> Problem requirements
Which lines run from the one containing "[mark] fence post" to the end of the listing? Copy them out exactly, leaving out the rest.
---------------
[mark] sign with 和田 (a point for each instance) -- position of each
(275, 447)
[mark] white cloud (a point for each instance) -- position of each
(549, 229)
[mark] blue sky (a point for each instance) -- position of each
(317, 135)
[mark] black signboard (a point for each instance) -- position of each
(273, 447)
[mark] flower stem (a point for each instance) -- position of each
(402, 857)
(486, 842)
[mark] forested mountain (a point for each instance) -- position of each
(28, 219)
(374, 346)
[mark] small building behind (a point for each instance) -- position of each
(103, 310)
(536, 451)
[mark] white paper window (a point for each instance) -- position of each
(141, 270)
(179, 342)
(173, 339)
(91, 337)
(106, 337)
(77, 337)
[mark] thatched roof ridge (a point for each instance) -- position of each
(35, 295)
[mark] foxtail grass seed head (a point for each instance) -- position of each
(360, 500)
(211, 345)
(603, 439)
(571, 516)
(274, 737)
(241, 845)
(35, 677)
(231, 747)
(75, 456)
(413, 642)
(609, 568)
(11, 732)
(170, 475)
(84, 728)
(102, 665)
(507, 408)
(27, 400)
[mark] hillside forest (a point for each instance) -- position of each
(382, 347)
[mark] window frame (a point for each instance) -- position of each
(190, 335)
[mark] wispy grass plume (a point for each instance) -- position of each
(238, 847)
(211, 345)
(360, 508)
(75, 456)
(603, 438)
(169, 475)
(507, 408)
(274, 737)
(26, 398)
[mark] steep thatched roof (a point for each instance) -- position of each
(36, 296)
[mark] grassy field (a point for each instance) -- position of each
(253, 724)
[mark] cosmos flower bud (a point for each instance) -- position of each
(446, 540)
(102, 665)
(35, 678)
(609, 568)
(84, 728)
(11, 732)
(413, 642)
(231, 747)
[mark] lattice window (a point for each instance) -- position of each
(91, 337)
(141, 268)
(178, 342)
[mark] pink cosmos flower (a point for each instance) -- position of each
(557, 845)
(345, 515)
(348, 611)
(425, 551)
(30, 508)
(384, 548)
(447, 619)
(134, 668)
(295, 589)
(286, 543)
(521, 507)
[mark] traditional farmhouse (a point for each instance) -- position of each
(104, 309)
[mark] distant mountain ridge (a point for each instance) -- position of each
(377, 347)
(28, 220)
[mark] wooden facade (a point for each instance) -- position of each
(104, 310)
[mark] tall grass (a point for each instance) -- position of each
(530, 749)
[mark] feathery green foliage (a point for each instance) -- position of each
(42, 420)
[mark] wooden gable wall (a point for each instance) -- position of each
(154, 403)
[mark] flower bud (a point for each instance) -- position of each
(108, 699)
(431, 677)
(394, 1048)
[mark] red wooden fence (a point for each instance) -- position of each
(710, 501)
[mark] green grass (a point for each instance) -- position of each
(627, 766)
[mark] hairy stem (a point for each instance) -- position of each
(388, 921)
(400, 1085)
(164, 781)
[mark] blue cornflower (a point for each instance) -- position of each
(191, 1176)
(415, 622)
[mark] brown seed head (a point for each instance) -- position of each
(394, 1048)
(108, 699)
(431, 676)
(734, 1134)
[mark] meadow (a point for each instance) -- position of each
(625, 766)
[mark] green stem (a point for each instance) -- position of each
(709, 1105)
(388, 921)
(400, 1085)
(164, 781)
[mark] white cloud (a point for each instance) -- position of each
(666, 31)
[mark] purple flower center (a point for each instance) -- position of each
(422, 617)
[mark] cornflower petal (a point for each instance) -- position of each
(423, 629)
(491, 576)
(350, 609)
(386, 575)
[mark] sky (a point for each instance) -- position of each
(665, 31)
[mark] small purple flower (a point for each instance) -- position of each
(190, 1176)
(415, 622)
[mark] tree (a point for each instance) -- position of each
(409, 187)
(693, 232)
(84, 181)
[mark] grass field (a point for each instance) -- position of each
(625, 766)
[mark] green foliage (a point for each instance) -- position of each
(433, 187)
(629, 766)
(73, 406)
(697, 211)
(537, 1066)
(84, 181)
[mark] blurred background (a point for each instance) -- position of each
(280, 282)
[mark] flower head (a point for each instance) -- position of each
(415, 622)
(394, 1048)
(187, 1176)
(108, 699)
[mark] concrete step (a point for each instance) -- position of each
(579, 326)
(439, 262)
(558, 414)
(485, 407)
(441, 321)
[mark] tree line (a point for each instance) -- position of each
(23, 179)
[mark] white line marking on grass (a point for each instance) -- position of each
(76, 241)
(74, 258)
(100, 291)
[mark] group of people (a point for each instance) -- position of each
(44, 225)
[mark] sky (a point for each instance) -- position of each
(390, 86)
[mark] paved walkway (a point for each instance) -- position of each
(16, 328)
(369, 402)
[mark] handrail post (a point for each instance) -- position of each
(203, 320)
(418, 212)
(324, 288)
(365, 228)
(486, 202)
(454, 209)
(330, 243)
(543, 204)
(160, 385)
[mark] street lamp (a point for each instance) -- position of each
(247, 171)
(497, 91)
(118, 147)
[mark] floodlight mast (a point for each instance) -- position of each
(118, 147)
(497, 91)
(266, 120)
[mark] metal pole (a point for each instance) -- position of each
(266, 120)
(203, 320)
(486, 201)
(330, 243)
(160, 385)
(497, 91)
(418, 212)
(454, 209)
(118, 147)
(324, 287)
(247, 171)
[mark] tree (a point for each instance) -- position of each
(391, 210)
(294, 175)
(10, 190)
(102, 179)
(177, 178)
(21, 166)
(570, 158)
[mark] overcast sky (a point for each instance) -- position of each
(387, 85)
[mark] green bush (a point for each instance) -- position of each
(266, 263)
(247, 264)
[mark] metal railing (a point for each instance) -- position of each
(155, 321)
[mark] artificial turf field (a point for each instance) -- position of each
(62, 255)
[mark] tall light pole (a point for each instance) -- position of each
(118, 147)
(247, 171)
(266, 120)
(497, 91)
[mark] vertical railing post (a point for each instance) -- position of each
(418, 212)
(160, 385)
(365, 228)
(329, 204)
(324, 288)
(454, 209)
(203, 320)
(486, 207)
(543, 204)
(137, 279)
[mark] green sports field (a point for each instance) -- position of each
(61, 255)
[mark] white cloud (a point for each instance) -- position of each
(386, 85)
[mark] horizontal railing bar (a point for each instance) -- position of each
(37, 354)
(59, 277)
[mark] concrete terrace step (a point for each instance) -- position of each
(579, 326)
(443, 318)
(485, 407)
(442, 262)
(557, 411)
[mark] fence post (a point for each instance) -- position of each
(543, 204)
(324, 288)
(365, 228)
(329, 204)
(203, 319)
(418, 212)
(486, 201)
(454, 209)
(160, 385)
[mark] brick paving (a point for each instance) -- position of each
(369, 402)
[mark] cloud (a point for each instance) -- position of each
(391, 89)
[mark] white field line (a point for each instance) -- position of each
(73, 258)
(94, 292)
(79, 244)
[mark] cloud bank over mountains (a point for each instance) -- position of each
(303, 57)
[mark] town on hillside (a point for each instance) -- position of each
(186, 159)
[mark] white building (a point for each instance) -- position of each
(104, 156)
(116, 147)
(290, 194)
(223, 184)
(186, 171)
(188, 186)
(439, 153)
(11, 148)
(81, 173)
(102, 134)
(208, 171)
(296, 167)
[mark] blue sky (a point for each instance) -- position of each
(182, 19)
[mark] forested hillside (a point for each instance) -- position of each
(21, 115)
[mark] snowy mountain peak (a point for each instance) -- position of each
---------------
> Task answer
[mark] fence post (a point for each instance) -- position of each
(543, 204)
(324, 288)
(365, 228)
(329, 204)
(203, 319)
(418, 212)
(486, 201)
(454, 209)
(160, 385)
[mark] brick paving (a point for each instance) -- position of each
(369, 402)
[mark] cloud (a point for each instance) -- position of each
(391, 89)
[mark] white field line (a point for each instance) -- position of each
(73, 258)
(94, 292)
(79, 244)
[mark] cloud bank over mountains (a point for each instance) -- position of each
(303, 57)
[mark] town on hillside (a point for each instance) -- position of each
(186, 159)
[mark] white building (a point for each instance) -- position of each
(104, 156)
(116, 147)
(290, 194)
(223, 184)
(186, 171)
(188, 186)
(439, 153)
(11, 148)
(81, 173)
(102, 134)
(208, 171)
(296, 167)
[mark] blue sky (a point for each instance) -- position of each
(182, 19)
[mark] forested hillside (a point for each instance) -- position of each
(21, 115)
[mark] snowy mountain peak (a point for each instance) -- position of each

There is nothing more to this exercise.